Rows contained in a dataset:
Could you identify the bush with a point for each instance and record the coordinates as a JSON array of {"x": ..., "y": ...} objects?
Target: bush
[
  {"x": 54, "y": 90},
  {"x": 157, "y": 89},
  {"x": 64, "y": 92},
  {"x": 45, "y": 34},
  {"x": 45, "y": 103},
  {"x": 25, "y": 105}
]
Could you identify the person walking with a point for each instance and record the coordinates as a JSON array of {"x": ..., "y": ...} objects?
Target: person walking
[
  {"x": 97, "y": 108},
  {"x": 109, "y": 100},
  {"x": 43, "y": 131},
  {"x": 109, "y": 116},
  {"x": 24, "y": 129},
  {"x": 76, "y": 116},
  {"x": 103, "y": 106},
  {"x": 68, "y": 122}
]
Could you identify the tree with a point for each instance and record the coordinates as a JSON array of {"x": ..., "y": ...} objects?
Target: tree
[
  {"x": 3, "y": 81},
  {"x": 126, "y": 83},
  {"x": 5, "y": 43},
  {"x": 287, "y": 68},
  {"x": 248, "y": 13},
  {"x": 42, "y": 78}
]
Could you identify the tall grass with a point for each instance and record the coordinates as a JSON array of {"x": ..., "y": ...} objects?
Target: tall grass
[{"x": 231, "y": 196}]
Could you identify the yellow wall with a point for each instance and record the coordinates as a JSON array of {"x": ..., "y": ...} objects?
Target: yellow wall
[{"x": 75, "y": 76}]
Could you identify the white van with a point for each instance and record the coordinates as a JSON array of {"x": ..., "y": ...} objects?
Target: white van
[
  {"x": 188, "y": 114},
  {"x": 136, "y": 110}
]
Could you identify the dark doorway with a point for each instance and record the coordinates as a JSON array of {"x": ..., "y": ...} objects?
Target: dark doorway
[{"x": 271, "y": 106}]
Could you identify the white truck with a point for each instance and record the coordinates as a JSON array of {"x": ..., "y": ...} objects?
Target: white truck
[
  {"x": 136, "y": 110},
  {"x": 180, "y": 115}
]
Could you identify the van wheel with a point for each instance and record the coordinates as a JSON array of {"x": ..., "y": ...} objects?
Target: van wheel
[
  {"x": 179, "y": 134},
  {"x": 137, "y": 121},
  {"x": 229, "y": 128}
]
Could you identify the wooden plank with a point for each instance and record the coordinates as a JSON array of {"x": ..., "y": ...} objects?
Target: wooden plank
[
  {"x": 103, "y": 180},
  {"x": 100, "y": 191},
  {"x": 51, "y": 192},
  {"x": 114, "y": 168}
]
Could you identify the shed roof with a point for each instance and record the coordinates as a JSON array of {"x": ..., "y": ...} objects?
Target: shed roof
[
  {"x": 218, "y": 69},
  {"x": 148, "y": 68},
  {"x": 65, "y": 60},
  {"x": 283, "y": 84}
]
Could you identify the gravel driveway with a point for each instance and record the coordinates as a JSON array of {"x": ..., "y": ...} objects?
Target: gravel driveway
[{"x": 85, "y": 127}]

## EXERCISE
Please rewrite the stretch from the line containing "Could you identify the shed" through the end of the rows, reproducing every line, requests included. Rescale each x and y coordinate in the answers by 0.8 and round to whole numbers with halves going up, leaving the requests and their format samples unchanged.

## TASK OUTPUT
Could you identify the shed roof with a point for each instance and record the coordinates as a JSON array of {"x": ..., "y": ...} objects?
Target: shed roof
[
  {"x": 174, "y": 55},
  {"x": 118, "y": 54},
  {"x": 52, "y": 48},
  {"x": 226, "y": 67}
]
Could you identify the gravel driveway with a point for each instance and record the coordinates as a JSON array of {"x": ..., "y": ...} objects?
Target: gravel driveway
[{"x": 68, "y": 102}]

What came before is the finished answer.